= Beginning of Section =
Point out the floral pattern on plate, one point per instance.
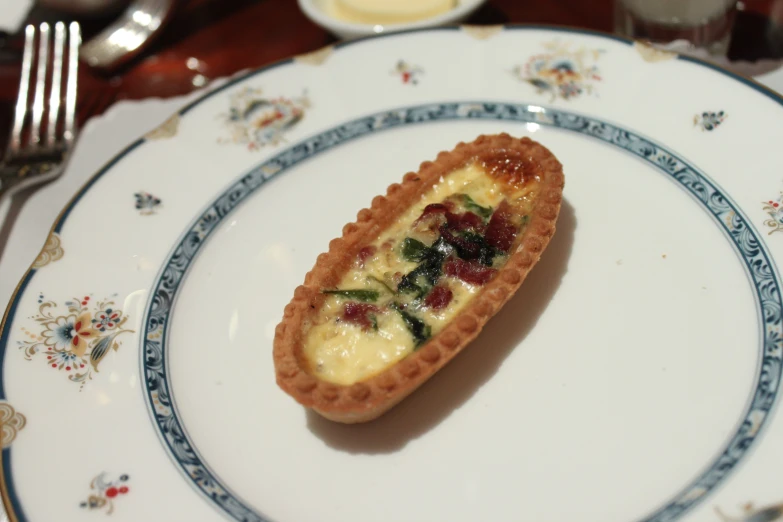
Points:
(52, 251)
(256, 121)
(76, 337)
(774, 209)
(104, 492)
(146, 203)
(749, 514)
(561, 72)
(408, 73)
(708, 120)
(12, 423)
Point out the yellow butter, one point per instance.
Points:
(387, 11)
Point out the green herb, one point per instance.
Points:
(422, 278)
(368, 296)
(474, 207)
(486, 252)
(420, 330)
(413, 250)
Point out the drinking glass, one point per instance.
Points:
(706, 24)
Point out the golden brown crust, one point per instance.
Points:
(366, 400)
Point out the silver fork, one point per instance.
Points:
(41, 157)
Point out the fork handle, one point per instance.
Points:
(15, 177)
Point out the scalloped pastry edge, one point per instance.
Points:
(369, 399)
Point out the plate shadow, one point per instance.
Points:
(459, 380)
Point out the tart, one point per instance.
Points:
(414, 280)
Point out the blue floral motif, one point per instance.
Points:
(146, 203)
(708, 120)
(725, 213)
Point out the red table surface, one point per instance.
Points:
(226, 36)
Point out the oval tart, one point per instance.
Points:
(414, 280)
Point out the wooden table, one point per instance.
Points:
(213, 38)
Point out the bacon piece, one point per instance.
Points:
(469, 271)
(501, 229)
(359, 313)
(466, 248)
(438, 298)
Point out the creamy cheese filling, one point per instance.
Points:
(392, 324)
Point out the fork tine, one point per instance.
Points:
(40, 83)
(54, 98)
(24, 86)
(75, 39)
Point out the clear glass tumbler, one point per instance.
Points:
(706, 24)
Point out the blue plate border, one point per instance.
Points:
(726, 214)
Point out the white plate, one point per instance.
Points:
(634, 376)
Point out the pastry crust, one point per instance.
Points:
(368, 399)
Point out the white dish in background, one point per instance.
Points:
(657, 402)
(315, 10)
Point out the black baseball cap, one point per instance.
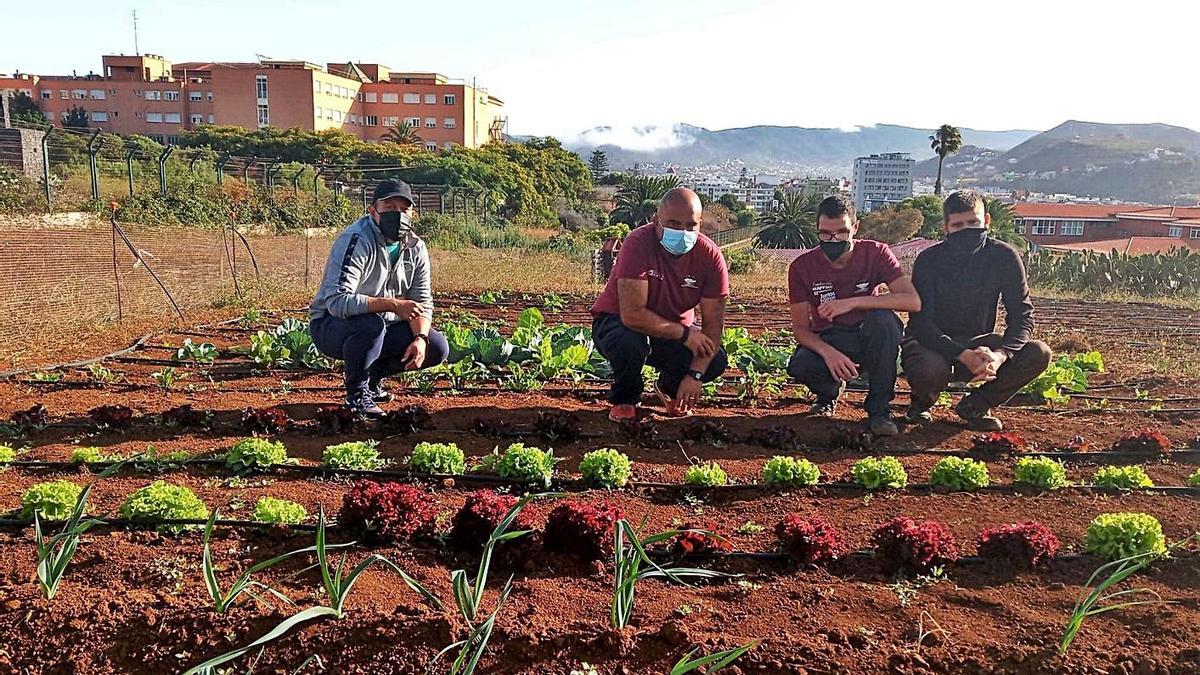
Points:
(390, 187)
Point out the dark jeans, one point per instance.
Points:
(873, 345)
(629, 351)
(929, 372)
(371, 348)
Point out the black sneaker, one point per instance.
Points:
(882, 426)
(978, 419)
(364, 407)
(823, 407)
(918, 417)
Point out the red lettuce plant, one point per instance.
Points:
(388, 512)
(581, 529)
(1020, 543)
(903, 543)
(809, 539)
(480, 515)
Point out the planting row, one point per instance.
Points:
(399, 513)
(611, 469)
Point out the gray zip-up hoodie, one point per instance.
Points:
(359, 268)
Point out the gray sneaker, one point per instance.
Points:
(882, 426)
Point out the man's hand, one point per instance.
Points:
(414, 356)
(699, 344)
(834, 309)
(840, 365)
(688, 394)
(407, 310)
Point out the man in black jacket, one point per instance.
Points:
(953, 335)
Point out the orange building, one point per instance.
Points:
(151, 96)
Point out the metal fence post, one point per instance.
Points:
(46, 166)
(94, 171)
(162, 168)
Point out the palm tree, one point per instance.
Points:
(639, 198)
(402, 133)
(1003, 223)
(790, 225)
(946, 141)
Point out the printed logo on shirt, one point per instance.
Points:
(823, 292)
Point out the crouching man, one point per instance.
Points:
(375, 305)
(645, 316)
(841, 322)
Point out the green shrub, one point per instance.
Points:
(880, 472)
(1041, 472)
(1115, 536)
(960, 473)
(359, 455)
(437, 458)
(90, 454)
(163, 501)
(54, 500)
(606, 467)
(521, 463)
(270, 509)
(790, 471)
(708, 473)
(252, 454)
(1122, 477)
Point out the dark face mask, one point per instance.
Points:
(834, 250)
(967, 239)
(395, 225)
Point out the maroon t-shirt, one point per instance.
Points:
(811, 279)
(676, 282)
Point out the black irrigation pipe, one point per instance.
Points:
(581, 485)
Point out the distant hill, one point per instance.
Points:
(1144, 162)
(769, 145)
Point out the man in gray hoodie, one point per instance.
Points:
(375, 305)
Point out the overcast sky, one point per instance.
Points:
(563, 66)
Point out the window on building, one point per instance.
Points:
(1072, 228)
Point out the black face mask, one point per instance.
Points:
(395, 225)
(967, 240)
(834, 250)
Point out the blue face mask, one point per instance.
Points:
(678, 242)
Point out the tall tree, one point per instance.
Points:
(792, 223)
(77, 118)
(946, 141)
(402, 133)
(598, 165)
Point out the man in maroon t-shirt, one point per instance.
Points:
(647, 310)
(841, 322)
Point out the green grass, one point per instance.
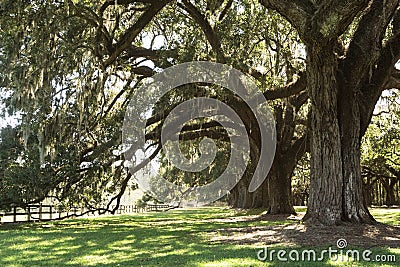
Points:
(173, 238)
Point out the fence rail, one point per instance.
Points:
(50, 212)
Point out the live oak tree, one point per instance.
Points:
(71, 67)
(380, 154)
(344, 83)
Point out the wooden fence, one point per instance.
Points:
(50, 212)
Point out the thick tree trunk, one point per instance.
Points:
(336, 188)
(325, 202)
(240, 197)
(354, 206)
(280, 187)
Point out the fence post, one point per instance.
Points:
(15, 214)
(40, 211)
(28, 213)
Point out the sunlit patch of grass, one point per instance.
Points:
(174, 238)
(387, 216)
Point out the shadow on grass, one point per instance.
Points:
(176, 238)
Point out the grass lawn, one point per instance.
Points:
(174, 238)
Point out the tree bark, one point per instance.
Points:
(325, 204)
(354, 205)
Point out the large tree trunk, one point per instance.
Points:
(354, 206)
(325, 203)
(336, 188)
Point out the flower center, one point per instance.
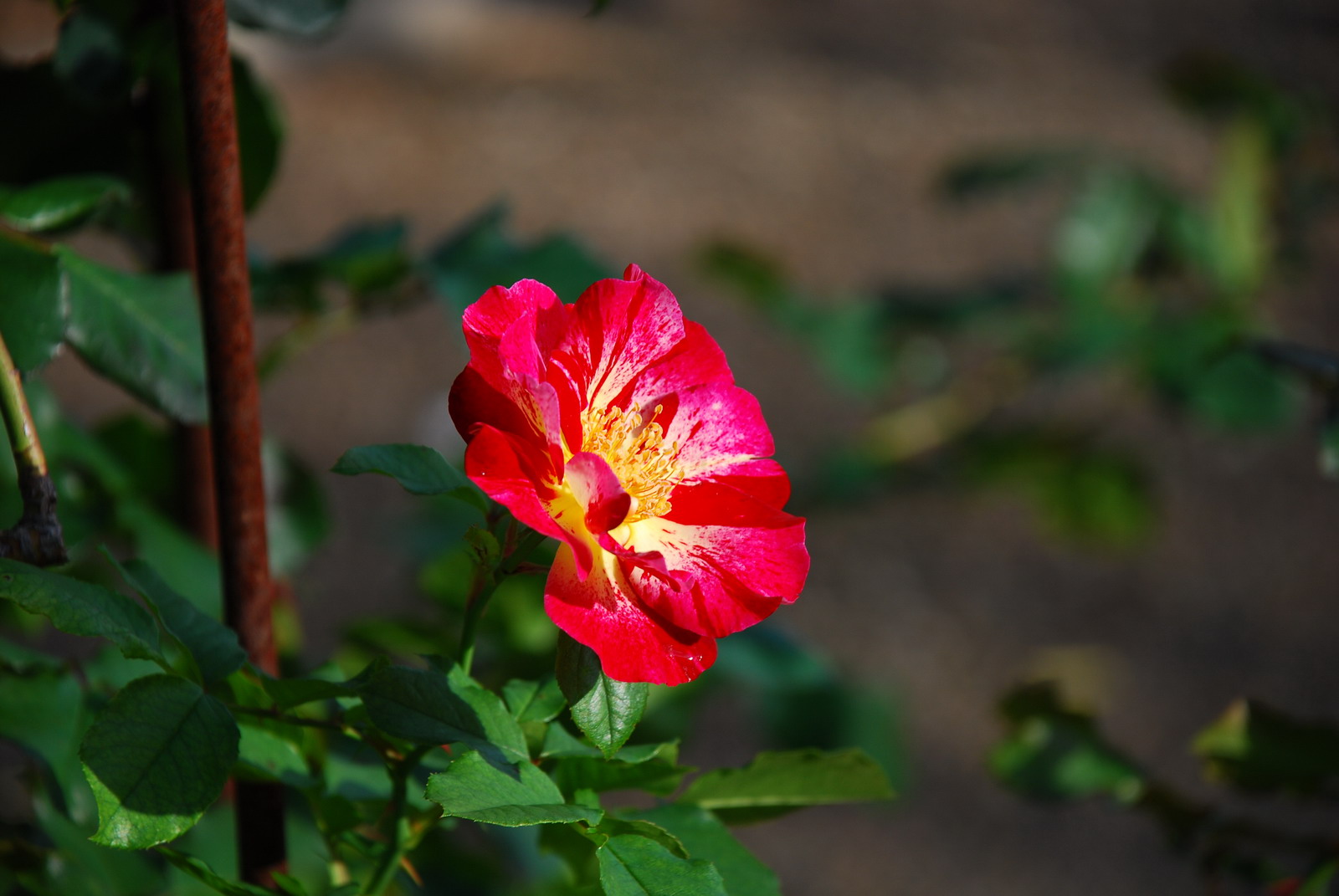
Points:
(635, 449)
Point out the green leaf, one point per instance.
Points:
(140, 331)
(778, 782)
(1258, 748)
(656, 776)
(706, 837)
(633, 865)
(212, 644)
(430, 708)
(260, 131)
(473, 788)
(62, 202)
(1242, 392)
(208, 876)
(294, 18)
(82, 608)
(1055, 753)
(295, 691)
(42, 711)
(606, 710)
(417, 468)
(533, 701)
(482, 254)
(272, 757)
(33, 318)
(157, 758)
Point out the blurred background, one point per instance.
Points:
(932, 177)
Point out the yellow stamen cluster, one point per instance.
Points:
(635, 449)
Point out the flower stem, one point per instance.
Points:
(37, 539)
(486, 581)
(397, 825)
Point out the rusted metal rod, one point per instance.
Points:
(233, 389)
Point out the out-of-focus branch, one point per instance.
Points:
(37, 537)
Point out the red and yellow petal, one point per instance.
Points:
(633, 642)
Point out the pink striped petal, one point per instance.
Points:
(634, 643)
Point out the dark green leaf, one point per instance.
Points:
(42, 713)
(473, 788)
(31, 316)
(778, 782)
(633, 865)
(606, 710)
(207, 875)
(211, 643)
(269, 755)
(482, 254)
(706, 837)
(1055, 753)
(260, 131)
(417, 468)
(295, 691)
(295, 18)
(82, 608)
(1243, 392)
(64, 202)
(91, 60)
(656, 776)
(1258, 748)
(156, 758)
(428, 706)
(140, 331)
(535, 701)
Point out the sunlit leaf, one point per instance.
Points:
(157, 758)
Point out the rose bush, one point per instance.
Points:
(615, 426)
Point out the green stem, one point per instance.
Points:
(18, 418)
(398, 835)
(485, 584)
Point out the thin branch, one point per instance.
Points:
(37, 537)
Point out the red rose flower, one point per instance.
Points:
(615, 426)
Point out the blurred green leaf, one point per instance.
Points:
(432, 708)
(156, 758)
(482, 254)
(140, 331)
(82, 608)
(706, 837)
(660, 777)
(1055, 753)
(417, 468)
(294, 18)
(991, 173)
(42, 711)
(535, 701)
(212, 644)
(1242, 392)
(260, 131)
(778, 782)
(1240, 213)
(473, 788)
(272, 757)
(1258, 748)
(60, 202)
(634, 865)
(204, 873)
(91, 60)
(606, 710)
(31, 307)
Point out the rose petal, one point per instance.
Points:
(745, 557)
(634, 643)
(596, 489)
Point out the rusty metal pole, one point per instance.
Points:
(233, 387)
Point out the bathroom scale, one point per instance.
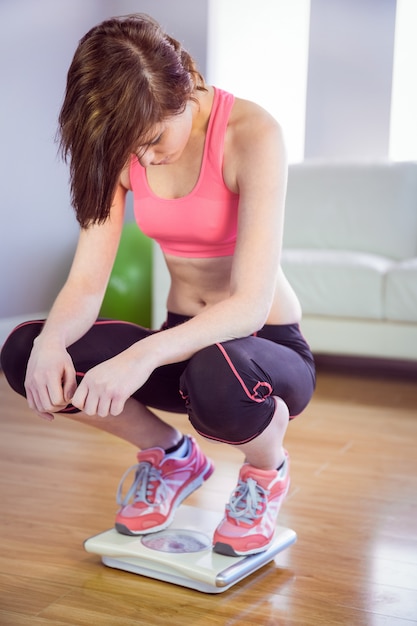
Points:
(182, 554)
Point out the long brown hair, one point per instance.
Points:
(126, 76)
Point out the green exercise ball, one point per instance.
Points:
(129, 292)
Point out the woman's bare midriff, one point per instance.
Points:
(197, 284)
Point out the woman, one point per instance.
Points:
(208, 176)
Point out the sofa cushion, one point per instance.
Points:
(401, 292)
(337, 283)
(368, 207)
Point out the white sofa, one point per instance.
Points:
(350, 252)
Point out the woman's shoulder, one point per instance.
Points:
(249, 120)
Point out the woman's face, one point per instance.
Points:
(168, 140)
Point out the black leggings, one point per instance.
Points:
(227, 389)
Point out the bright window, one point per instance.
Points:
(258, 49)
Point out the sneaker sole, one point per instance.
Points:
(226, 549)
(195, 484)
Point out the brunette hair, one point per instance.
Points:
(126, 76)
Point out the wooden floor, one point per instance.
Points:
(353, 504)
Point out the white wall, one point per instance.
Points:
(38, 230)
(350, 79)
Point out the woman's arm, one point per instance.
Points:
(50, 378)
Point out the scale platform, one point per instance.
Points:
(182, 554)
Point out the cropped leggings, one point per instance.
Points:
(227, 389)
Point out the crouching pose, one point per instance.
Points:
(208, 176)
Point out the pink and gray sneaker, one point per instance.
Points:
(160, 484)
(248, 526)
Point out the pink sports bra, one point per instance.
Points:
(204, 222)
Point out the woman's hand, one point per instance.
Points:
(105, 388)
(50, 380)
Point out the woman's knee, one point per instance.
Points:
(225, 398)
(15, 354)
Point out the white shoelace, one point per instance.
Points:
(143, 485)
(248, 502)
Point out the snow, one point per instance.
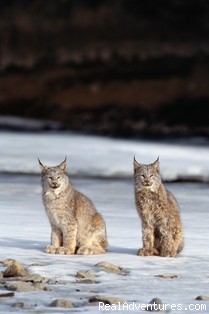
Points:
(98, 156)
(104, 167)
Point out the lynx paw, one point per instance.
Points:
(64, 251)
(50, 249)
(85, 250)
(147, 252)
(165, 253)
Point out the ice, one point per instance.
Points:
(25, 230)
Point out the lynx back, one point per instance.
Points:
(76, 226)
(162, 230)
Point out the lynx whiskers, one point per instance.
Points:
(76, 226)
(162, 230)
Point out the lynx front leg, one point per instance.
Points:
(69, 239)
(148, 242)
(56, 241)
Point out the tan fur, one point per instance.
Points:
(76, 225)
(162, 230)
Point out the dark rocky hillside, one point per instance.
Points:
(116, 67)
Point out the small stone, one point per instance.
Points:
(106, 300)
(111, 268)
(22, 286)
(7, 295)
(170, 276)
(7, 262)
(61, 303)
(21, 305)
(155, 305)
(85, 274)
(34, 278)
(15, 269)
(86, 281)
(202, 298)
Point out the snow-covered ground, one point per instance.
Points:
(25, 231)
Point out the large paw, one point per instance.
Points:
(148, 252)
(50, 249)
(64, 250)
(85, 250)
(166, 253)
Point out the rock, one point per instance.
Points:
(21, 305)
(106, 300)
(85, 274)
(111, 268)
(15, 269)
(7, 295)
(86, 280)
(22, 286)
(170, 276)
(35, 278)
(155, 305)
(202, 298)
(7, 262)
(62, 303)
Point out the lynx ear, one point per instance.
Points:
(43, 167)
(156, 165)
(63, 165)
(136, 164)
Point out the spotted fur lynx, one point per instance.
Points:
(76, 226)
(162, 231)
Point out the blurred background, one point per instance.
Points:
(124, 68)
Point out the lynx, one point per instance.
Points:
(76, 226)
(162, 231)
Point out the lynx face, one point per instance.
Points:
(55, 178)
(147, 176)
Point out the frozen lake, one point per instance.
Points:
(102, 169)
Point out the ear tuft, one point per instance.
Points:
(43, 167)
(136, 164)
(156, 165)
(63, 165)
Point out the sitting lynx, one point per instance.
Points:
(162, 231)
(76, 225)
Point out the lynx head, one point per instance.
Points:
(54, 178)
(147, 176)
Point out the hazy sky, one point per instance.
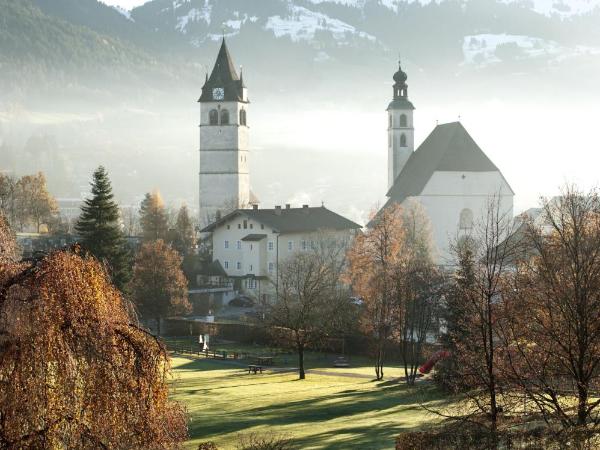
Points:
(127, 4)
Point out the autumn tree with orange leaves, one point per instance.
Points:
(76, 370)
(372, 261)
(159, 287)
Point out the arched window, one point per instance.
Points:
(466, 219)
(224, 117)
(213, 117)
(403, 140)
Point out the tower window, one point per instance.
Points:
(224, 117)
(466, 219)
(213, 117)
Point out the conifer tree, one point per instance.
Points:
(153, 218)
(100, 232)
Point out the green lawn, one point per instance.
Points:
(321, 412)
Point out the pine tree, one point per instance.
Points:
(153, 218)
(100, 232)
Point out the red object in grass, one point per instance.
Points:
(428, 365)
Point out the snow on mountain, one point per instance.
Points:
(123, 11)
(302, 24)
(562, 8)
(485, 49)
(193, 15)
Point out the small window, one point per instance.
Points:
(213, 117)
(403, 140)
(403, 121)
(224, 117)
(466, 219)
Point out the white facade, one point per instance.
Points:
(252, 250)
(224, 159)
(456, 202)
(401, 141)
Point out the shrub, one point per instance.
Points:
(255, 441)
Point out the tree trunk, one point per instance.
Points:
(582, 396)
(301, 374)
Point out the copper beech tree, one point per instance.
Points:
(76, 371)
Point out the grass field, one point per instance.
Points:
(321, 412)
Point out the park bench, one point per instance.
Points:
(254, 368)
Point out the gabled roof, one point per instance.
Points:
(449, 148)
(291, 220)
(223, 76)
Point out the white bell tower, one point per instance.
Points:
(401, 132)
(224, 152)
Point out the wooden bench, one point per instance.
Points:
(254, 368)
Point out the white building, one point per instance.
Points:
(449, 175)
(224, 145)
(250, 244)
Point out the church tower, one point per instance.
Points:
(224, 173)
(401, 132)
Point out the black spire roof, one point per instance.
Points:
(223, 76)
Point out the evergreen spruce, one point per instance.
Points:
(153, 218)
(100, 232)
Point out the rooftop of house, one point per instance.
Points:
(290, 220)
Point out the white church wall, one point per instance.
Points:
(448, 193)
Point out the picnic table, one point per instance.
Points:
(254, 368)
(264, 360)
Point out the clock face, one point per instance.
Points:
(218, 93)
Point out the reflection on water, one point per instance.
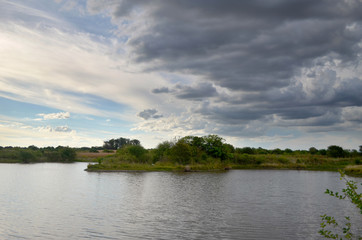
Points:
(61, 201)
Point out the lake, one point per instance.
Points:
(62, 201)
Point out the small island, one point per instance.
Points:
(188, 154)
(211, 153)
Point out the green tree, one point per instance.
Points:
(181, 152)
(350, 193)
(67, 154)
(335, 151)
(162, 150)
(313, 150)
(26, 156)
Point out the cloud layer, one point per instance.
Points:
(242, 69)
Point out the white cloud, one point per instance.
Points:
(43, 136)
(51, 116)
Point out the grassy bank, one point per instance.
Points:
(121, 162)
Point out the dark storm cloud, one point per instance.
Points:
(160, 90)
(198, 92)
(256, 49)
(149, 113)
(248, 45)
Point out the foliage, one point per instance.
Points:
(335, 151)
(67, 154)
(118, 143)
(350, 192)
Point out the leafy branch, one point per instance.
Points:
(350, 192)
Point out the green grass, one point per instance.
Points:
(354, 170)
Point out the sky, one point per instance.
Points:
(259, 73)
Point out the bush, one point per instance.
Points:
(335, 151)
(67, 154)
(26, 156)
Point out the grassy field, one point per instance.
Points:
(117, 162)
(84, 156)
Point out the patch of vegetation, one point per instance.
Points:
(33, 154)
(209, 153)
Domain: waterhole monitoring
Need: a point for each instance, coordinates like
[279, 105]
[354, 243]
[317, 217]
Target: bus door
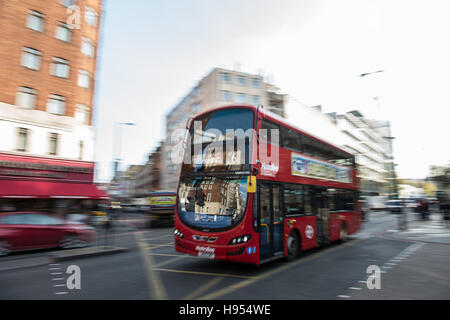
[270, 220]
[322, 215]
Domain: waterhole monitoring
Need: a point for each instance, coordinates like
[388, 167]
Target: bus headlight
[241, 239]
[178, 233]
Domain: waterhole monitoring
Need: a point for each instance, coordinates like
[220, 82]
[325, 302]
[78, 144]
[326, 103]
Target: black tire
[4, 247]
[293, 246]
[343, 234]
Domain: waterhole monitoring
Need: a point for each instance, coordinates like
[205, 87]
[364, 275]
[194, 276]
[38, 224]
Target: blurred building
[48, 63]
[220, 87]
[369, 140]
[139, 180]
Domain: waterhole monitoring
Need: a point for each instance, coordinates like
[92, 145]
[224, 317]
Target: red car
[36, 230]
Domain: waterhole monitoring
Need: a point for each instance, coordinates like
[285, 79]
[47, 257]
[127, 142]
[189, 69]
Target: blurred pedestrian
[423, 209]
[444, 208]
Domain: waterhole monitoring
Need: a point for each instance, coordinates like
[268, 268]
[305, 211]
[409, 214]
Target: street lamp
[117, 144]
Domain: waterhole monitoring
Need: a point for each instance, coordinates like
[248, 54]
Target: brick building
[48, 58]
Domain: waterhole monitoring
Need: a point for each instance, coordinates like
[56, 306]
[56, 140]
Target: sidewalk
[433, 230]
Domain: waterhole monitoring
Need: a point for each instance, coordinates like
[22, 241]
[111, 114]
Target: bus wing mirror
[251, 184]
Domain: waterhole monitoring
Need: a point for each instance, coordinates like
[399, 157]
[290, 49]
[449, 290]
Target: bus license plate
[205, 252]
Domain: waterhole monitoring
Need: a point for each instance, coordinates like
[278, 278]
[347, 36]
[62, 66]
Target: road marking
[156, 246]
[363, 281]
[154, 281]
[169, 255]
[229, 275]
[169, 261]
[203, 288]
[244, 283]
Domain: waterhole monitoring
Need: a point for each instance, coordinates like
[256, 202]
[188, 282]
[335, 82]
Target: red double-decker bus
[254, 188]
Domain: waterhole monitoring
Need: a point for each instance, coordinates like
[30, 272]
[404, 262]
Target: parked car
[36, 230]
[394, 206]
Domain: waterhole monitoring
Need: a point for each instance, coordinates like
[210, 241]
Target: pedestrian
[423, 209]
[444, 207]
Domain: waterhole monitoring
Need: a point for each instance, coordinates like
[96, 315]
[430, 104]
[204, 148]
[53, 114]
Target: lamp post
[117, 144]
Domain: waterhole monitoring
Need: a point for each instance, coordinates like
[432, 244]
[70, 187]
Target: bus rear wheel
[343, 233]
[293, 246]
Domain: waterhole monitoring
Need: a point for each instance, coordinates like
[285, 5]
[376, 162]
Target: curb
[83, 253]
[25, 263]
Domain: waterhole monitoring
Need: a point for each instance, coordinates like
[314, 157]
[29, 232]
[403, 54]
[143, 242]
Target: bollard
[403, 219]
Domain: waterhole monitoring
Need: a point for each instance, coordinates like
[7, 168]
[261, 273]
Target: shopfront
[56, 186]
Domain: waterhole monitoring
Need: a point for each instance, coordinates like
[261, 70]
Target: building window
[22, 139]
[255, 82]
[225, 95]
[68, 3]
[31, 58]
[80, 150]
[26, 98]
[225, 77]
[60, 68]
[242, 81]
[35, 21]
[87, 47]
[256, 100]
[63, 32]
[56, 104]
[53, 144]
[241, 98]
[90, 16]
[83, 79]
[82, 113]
= End of Section =
* [Exercise]:
Collect from the data above every line that includes "trunk".

* [Solution for this task]:
Point out the thick tree trunk, one point per instance.
Point out the large tree trunk, one point per instance.
Point out the tree trunk, one point per instance.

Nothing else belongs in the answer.